■ Given records ■

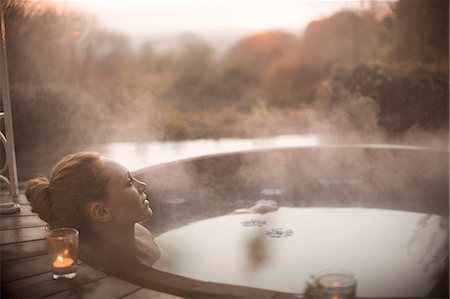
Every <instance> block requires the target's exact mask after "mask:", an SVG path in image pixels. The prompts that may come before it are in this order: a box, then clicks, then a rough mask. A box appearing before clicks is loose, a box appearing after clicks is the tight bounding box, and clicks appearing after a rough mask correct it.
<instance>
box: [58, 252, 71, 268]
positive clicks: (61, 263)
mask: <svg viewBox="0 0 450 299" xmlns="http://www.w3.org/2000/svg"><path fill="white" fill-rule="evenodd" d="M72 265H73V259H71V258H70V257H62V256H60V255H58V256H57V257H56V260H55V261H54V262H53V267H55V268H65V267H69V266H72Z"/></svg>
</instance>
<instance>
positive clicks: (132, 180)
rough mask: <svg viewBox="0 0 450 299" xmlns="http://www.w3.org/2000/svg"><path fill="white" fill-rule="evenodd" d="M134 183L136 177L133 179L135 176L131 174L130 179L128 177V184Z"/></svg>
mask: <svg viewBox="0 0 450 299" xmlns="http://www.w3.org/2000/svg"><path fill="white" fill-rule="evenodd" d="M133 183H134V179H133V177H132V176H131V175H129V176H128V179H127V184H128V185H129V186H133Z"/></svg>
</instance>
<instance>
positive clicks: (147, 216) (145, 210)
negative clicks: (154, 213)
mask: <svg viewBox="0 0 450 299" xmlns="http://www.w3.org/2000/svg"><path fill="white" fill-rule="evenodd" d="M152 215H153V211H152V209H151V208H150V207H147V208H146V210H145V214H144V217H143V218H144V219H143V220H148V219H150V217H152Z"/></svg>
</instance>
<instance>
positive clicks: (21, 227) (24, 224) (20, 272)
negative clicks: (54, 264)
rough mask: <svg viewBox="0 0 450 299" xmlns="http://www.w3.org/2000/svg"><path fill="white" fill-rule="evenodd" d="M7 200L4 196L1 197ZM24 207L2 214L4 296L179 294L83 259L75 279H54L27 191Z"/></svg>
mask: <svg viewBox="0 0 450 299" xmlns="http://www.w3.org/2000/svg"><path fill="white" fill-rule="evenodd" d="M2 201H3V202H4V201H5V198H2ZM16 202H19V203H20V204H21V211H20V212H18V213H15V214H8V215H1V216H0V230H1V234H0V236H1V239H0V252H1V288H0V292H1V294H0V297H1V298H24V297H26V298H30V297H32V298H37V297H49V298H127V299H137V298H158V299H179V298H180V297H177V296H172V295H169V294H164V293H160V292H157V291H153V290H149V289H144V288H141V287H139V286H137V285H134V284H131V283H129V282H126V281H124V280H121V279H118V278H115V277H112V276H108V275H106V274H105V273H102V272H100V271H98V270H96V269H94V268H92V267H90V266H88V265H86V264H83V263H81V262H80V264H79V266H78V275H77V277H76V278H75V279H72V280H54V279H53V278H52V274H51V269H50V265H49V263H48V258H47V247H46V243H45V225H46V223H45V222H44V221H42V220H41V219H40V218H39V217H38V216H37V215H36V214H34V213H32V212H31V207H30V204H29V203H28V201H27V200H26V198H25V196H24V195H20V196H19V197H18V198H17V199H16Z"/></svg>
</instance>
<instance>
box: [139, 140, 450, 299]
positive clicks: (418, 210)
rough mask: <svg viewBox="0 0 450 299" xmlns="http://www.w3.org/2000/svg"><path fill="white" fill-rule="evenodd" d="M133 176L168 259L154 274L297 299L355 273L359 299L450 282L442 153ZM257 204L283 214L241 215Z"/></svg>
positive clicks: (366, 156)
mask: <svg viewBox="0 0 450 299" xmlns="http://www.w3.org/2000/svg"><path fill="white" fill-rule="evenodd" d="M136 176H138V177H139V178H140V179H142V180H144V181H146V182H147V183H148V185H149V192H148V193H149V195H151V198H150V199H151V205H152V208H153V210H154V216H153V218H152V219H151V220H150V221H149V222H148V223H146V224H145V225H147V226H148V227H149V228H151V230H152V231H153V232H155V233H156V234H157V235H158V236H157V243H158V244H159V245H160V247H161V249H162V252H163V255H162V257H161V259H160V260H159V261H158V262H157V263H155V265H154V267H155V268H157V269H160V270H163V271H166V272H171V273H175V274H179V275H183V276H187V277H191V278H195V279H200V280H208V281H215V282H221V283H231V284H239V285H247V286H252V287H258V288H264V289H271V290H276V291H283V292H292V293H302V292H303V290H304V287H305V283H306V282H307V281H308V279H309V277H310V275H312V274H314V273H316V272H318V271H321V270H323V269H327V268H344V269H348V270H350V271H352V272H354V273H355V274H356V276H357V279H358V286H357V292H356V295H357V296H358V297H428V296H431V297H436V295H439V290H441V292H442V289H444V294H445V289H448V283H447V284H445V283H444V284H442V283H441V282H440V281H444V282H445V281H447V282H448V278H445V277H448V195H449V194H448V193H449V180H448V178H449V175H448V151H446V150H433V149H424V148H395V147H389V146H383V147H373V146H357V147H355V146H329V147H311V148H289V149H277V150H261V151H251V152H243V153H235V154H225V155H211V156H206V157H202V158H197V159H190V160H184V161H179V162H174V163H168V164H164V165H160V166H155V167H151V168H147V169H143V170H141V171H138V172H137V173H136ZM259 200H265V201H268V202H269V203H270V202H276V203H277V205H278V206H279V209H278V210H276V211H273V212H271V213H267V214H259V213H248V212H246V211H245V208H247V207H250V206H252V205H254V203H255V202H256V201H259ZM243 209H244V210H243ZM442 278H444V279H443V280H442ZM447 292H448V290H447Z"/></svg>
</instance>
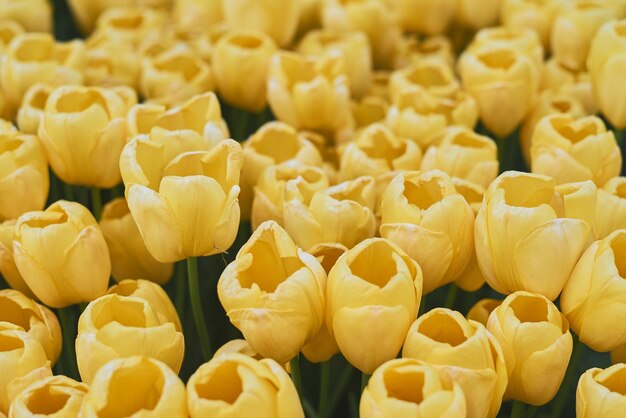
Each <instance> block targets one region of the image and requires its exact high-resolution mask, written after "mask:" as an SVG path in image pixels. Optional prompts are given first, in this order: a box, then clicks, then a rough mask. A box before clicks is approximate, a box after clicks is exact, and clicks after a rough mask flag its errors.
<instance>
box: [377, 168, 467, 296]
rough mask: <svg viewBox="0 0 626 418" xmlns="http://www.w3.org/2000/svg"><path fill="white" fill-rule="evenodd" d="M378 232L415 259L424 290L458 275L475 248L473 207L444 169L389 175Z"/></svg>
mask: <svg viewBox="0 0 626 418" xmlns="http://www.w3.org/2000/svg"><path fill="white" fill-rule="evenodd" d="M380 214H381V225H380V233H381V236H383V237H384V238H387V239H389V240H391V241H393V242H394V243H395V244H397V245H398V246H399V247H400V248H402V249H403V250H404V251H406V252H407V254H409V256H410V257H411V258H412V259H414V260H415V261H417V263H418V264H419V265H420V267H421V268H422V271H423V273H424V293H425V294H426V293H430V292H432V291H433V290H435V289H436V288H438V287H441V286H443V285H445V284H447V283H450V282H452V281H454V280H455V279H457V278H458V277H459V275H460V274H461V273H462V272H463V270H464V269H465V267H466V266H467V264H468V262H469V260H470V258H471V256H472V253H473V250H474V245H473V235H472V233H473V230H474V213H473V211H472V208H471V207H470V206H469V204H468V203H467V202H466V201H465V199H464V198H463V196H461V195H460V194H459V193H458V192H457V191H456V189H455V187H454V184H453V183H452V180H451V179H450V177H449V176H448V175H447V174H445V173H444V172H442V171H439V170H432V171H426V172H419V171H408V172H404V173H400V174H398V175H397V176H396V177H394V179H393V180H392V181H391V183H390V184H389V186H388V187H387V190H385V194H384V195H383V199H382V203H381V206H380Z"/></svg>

--

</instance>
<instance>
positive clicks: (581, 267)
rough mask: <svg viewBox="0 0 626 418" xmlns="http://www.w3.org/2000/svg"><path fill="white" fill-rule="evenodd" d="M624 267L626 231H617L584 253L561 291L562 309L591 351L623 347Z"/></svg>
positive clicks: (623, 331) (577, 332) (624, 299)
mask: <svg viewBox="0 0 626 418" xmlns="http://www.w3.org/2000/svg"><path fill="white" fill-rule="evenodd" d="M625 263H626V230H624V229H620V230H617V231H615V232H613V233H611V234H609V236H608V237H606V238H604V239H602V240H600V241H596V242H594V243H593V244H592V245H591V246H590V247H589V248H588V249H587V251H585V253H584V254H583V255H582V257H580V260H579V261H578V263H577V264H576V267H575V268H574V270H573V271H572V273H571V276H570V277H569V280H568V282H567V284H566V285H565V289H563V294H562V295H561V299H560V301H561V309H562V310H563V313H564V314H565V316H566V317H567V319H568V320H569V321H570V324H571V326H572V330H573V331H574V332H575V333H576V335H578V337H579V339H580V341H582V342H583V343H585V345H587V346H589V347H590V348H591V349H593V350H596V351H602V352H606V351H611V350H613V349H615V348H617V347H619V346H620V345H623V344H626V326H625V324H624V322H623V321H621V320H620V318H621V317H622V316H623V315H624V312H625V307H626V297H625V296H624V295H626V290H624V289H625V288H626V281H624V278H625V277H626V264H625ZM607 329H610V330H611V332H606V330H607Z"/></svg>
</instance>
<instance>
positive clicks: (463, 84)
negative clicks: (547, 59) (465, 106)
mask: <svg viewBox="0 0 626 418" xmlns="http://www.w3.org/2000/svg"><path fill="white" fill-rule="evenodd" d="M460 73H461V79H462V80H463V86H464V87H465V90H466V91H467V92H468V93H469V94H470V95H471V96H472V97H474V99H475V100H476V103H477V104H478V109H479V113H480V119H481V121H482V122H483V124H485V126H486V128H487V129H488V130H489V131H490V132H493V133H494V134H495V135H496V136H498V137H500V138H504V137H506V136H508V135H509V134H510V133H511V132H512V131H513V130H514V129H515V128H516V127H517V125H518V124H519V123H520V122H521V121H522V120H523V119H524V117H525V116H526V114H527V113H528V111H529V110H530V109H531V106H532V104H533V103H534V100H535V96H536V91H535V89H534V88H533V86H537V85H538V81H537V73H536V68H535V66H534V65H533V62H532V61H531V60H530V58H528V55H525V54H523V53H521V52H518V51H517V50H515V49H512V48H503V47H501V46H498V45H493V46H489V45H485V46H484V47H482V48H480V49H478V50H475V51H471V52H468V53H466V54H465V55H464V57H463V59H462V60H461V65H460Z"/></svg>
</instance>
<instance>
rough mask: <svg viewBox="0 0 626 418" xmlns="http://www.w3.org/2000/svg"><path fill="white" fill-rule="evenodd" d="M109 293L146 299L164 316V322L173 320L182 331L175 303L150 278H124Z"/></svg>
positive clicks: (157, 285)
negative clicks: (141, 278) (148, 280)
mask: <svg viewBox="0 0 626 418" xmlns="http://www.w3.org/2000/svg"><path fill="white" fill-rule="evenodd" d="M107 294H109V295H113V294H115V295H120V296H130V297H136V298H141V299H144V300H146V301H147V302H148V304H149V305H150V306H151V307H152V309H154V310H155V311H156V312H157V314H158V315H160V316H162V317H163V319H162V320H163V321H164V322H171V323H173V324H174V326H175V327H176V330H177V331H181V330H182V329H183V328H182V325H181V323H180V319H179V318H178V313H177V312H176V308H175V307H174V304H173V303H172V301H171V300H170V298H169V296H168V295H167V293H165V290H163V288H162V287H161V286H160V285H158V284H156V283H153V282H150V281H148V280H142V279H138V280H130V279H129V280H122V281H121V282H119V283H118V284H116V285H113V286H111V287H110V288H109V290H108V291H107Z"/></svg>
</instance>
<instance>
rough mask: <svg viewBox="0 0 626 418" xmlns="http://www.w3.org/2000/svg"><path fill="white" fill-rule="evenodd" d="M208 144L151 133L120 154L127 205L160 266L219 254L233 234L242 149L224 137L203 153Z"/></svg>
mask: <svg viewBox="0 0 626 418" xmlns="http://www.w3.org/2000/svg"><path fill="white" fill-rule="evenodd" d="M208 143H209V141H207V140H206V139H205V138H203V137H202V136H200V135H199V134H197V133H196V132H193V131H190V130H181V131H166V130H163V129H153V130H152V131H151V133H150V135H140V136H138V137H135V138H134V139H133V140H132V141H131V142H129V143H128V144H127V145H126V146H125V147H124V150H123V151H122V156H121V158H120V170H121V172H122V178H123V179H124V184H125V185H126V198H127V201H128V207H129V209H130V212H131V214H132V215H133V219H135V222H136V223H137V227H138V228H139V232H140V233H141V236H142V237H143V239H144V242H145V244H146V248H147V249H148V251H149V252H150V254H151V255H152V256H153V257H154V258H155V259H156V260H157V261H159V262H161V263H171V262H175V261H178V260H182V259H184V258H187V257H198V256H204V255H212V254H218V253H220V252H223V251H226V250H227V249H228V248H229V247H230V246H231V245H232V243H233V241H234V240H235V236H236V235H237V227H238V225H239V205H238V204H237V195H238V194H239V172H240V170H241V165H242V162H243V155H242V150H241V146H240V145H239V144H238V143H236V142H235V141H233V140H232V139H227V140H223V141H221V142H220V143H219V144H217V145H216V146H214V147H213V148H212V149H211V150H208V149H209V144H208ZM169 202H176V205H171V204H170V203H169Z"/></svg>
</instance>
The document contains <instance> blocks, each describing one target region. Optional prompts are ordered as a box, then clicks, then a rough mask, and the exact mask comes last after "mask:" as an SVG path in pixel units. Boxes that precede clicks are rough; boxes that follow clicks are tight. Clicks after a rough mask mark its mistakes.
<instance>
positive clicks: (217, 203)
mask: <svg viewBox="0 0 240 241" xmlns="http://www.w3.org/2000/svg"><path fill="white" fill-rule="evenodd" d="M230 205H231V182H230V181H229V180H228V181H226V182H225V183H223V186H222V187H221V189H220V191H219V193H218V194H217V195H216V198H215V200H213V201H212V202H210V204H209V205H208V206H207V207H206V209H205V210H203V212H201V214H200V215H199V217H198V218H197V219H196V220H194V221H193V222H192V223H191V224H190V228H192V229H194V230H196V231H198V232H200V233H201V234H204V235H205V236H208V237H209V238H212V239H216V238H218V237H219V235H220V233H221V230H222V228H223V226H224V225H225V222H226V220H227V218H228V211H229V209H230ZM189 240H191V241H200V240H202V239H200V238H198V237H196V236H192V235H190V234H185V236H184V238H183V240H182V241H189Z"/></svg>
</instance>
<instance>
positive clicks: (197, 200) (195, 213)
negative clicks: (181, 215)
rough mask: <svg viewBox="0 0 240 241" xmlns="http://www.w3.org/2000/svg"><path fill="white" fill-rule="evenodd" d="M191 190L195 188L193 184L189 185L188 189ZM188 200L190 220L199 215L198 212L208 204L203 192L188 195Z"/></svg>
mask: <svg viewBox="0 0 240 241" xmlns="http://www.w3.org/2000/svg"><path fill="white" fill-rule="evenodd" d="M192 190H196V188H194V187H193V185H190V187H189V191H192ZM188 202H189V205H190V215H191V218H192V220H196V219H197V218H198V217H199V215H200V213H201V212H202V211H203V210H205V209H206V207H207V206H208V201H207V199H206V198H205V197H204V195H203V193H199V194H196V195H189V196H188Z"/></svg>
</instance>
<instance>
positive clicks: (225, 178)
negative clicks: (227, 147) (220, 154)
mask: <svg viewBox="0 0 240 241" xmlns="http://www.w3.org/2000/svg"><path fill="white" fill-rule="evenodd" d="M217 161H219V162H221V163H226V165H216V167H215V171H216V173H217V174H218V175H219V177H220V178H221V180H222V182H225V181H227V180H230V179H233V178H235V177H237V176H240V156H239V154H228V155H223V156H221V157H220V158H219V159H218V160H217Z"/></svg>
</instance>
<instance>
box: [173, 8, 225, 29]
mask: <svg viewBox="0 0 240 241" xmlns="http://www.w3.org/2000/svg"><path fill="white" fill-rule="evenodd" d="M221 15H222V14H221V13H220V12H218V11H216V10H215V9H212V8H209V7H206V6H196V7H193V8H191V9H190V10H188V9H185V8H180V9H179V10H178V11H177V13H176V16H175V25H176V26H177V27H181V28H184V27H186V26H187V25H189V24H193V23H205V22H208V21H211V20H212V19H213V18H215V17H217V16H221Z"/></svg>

==

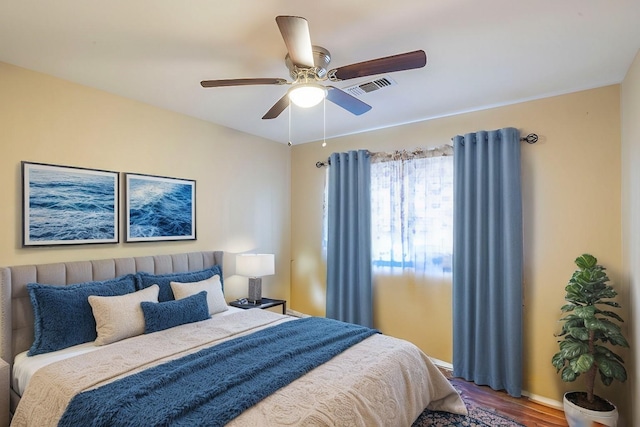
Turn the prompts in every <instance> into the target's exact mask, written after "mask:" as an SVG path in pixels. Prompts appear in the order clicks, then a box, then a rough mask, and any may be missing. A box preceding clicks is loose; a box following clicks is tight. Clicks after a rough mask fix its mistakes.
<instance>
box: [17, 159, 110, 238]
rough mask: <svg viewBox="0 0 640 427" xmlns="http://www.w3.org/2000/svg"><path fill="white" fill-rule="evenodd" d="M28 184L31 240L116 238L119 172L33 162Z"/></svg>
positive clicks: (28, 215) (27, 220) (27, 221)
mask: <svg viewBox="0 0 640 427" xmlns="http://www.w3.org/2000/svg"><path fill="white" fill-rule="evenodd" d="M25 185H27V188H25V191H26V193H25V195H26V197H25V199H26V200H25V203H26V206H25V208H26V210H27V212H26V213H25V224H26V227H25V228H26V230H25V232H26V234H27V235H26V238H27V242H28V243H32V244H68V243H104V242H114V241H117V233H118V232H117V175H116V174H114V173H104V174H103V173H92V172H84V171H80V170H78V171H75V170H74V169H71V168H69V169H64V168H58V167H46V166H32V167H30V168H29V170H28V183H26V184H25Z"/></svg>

■ Work required ■
In the listing above, find the line containing "200L4 196L1 197ZM24" and the line containing "176L168 259L154 274L297", then retype both and every line between them exactly, with nothing else.

■ Answer to this problem ■
rough mask: <svg viewBox="0 0 450 299" xmlns="http://www.w3.org/2000/svg"><path fill="white" fill-rule="evenodd" d="M7 200L4 196L1 197ZM24 207L2 214L4 296L179 294L83 259L75 279H54L27 191Z"/></svg>
mask: <svg viewBox="0 0 450 299" xmlns="http://www.w3.org/2000/svg"><path fill="white" fill-rule="evenodd" d="M2 201H3V202H4V201H5V198H2ZM16 202H19V203H20V204H21V211H20V212H18V213H15V214H8V215H1V216H0V230H1V234H0V236H1V239H0V252H1V288H0V292H1V294H0V297H1V298H24V297H26V298H30V297H32V298H37V297H49V298H127V299H137V298H158V299H179V298H180V297H177V296H172V295H169V294H164V293H160V292H157V291H153V290H149V289H144V288H141V287H139V286H137V285H134V284H131V283H129V282H126V281H124V280H121V279H118V278H115V277H112V276H108V275H106V274H105V273H102V272H100V271H98V270H96V269H94V268H92V267H90V266H88V265H86V264H83V263H81V262H80V264H79V266H78V275H77V277H76V278H75V279H72V280H54V279H53V278H52V274H51V269H50V265H49V263H48V258H47V247H46V243H45V225H46V223H45V222H44V221H42V220H41V219H40V218H39V217H38V216H37V215H36V214H34V213H32V212H31V207H30V204H29V203H28V201H27V200H26V198H25V196H24V195H20V196H19V197H18V198H17V199H16Z"/></svg>
</instance>
<instance>
box: [139, 140, 450, 299]
positive clicks: (418, 210)
rough mask: <svg viewBox="0 0 450 299" xmlns="http://www.w3.org/2000/svg"><path fill="white" fill-rule="evenodd" d="M133 176L168 259L154 274L297 299L355 273L359 299L450 282L442 153ZM257 204L283 214L241 215Z"/></svg>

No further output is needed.